-- Start Extracted information --

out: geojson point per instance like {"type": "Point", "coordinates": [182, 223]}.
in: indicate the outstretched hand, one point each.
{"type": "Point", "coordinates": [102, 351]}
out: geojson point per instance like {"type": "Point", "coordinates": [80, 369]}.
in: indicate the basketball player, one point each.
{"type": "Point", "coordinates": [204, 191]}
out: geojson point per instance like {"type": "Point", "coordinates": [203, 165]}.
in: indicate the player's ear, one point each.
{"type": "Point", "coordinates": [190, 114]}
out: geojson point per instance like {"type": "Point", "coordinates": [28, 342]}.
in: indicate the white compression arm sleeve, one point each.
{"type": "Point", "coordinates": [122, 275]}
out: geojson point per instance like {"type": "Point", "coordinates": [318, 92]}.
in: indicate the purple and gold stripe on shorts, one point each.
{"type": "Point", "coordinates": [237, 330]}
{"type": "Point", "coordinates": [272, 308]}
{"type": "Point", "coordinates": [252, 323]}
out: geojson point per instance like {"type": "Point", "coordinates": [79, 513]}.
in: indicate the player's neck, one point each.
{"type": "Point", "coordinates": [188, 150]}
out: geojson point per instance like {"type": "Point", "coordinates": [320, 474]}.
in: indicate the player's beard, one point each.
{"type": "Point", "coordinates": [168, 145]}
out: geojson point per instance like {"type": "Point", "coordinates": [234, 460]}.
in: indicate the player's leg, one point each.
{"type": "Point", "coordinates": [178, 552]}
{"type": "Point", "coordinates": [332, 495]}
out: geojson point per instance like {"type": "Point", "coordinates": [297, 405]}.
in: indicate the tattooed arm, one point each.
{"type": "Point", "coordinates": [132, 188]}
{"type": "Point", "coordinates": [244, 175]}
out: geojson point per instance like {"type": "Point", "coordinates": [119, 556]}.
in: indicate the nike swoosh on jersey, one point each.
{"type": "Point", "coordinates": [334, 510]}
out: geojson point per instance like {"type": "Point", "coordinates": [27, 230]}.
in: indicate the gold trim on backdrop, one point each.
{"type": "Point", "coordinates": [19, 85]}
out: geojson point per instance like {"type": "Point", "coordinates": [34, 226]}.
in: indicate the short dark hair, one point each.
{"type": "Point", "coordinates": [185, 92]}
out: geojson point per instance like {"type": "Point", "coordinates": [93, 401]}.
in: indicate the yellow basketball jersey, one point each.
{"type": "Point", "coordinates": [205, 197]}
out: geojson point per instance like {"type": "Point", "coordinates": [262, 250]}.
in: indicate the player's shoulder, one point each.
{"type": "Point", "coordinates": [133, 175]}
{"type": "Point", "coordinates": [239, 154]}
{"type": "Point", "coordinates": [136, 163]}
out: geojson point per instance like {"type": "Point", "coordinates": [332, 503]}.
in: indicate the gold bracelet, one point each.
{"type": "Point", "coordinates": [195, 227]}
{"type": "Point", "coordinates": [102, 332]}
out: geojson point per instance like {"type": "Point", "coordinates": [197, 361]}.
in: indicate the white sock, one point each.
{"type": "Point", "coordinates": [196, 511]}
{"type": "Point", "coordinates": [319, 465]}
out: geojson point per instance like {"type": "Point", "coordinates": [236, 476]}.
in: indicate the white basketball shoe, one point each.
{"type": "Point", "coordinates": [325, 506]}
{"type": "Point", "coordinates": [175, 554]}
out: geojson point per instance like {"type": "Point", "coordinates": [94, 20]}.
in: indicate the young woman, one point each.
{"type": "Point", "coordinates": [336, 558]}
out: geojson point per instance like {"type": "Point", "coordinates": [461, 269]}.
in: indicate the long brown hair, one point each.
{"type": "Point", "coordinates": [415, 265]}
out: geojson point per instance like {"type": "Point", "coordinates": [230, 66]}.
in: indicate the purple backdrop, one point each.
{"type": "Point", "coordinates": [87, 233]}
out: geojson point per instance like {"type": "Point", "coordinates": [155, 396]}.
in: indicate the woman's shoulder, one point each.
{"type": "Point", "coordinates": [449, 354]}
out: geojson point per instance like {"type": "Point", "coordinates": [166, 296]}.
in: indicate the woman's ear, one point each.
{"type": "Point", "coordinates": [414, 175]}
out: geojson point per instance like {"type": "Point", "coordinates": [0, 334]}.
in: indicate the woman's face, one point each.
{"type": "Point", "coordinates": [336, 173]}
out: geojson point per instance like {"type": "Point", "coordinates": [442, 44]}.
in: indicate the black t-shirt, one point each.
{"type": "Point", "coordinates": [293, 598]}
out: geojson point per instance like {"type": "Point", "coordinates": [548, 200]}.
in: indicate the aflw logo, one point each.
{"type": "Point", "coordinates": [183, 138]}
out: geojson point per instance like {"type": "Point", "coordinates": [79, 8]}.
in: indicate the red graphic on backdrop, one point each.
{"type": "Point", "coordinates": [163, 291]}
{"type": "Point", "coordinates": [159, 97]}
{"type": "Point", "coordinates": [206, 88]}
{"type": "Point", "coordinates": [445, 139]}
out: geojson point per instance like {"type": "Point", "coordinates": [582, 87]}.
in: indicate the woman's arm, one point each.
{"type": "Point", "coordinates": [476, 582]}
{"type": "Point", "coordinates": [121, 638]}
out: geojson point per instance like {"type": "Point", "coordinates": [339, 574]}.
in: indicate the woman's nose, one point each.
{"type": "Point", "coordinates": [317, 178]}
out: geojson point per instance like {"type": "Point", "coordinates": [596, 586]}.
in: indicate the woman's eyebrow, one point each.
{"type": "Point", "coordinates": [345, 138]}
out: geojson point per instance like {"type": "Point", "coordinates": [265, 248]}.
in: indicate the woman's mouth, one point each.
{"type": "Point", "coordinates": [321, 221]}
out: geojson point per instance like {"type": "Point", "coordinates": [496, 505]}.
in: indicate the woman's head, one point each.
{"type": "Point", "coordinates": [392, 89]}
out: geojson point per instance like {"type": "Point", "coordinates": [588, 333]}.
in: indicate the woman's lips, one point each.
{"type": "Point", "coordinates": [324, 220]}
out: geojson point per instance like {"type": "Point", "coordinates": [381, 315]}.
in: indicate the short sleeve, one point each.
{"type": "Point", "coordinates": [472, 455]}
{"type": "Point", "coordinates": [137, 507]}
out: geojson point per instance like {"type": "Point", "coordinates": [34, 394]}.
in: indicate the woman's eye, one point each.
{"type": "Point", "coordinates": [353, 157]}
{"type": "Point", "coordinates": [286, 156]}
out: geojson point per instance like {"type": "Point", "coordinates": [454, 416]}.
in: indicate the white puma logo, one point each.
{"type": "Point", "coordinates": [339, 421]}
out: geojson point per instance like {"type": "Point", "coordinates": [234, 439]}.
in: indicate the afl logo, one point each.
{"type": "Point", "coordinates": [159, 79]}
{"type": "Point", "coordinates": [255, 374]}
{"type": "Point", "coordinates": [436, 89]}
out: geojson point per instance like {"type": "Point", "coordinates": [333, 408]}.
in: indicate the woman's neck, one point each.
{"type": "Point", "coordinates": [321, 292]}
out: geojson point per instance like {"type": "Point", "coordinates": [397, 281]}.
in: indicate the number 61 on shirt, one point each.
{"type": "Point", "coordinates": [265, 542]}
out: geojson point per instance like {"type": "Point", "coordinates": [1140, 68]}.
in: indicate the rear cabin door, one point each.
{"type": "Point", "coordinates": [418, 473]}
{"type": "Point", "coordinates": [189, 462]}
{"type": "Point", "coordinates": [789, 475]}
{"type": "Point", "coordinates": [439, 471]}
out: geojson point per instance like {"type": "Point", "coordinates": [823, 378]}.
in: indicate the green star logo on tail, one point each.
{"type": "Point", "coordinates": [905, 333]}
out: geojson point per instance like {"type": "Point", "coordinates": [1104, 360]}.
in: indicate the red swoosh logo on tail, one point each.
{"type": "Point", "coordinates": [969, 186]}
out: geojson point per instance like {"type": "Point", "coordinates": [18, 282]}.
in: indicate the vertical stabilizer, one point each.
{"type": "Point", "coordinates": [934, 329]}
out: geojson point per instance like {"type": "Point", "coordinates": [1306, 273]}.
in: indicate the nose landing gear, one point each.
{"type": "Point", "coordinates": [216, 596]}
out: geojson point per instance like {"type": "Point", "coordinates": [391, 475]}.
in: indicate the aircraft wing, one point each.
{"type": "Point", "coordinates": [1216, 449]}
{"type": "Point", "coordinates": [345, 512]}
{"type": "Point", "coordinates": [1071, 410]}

-- End Extracted information --

Task objective: Find every line in the data above that contains the word "player", matching case exactly, and copy each of those lines in full.

Exercise answer:
in: indicate the basketball player, one point each.
in: indicate the player's ear, one point each.
in: indicate the player's neck, one point each.
in: indicate the player's beard, one point each.
in: indicate the player's leg, one point each.
in: indicate the player's shoulder, one point each.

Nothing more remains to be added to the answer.